▸ **Excerpt**
::::::
System Reliability Engineer
The System Reliability Engineering team is responsible for the availability, performance and security of our products as well as their production and development environments and all the services that support them. The members of this team work together with colleagues not only from their own team but from other cloud services teams from around the world. The three most important characteristics of this team are open communication, teamwork and technical excellence.
The Cluj SRE team is composed of 8 members with different levels of seniority.
We are strongly oriented toward delivering the highest availability possible for our websites and services and low response times. For this, we’ve implemented rigorous monitoring and alerting platforms and enabled a 24/7 On-Call rotation. Furthermore, we strive to automate most of our work and thus eliminate everyday toil. In order to achieve all these, we often find ourselves experimenting with cutting-edge tools and concepts or implementing additional technologies or ideas into our existing infrastructure.
This role is not available in a permanently remote regime, therefore the availability to partially work from the Cluj office in the foreseeable future is required in order to continue the recruitment process.
::::::
(Saved entries)
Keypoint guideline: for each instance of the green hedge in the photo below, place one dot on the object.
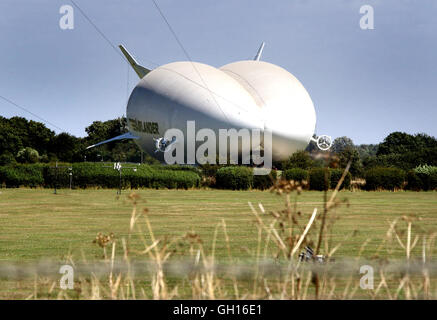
(336, 176)
(234, 178)
(98, 175)
(21, 175)
(317, 179)
(384, 178)
(296, 174)
(263, 182)
(414, 182)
::::::
▸ **Problem statement**
Reproduce the passage of the job posting between "The Cluj SRE" and "our existing infrastructure.", inclusive. The rows are separate material, unrelated to the job posting.

▸ **Written answer**
The Cluj SRE team is composed of 8 members with different levels of seniority.
We are strongly oriented toward delivering the highest availability possible for our websites and services and low response times. For this, we’ve implemented rigorous monitoring and alerting platforms and enabled a 24/7 On-Call rotation. Furthermore, we strive to automate most of our work and thus eliminate everyday toil. In order to achieve all these, we often find ourselves experimenting with cutting-edge tools and concepts or implementing additional technologies or ideas into our existing infrastructure.